*** DOCUMENT SECTION ***
The Philippines will start vaccinating frontline workers in key industries, Presidential spokesman Harry Roque said, as the nation expects the delivery of more jabs against coronavirus in the coming weeks.

The coronavirus task force approved the vaccine deployment plan for priority group A4, which includes frontline workers in supermarkets, food and medicine manufacturers, banks, utilities and tourism, Roque said in a news statement issued on Friday. Also under this group are religious leaders, overseas Filipino workers, teachers, government workers, tax collectors, diplomats and media personnel, he said.

Previously, only health workers, people aged at least 60 years old, and those with comorbidities were inoculated. Vaccinating key industry workers is part of the government’s plan to safely reopen more sectors of the economy amid a new surge in cases.
***
:: PROBLEM ::
Can you copy the vaccine rollout passage word for word, everything from "The Philippines will" down to "the coming weeks."?
*** DATA SECTION ***
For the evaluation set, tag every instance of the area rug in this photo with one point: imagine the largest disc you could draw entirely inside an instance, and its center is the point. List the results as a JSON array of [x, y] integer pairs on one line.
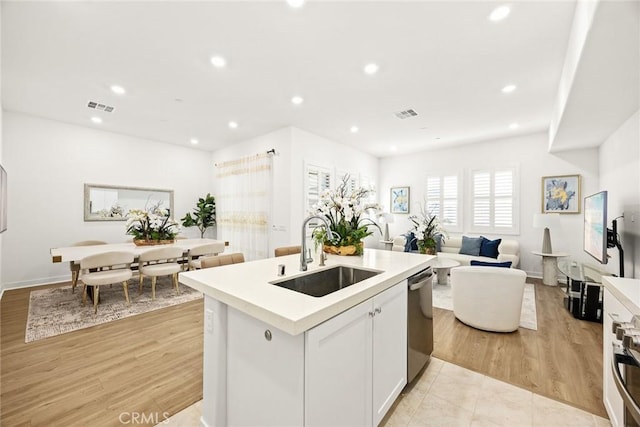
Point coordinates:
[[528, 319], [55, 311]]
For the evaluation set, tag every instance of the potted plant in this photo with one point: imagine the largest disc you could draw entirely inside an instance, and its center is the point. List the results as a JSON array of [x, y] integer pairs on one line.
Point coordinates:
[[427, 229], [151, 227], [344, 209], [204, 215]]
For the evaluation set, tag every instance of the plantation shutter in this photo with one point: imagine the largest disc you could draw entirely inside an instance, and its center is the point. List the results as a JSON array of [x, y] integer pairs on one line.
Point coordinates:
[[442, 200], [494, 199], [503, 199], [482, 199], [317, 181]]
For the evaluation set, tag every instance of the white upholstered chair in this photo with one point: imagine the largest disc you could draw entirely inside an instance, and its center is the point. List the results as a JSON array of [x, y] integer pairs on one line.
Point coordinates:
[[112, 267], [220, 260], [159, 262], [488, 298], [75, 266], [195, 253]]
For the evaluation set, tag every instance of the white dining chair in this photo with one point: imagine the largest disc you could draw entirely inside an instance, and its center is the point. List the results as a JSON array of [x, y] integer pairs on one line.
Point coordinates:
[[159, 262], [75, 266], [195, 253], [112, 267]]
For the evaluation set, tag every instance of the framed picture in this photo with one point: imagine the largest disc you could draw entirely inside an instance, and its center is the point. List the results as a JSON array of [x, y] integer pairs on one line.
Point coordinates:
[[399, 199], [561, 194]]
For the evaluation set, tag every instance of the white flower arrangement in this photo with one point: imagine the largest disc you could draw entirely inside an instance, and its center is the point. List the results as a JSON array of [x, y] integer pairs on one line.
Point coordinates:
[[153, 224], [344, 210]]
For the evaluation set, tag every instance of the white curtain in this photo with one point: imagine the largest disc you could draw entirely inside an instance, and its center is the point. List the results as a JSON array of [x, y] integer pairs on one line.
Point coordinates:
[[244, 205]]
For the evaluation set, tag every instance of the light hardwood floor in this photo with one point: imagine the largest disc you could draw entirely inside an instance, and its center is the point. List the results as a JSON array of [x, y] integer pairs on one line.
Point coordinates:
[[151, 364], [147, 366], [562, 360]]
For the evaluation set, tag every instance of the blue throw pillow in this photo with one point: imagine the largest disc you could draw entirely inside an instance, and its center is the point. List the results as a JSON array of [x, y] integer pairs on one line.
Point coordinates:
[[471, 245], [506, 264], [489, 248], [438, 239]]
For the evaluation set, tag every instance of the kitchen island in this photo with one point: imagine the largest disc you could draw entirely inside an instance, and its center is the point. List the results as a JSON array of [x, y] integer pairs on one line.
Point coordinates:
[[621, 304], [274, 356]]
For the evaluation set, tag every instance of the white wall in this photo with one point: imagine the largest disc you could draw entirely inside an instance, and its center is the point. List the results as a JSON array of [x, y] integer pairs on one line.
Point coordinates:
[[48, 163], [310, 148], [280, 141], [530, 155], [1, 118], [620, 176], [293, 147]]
***
*** DATA SECTION ***
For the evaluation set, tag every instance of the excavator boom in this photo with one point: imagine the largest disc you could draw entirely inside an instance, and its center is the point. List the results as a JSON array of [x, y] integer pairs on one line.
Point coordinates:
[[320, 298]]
***
:: OUTPUT OF THE EXERCISE ::
The Philippines will start vaccinating frontline workers in key industries, Presidential spokesman Harry Roque said, as the nation expects the delivery of more jabs against coronavirus in the coming weeks.